DATASET EXTRACT =>

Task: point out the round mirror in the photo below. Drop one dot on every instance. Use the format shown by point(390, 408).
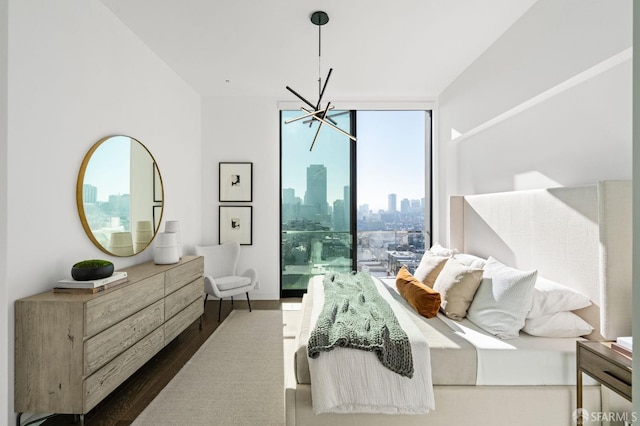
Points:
point(120, 196)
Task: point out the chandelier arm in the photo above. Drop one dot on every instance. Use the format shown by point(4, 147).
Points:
point(308, 114)
point(324, 87)
point(322, 120)
point(301, 98)
point(315, 137)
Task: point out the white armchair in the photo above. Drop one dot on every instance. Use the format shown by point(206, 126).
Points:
point(221, 278)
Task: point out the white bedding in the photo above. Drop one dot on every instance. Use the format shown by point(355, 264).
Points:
point(348, 380)
point(525, 360)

PROBLEM =>
Copy the material above in full, line for line, adding -25 to both coordinates of every answer point and leaving all other numbers unchanged. Leave out the pictures.

ANSWER TO THIS TASK =>
Task: point out the round mirror in the photo below. Drop one dot on every instance. Use the format shown by point(390, 408).
Points:
point(95, 171)
Task: point out the chandelier arm in the photo above. Drop one dot on every instance. Use the format shown by point(4, 147).
Points:
point(283, 89)
point(299, 62)
point(297, 95)
point(276, 73)
point(290, 112)
Task: point out the white armchair in the photo above. Drop one dot on every instance. Use the format shown by point(206, 126).
Points:
point(196, 253)
Task: point out the white bedding in the photo above. Drop one dot on every instance. Use the format shown by point(355, 264).
Points:
point(323, 355)
point(500, 335)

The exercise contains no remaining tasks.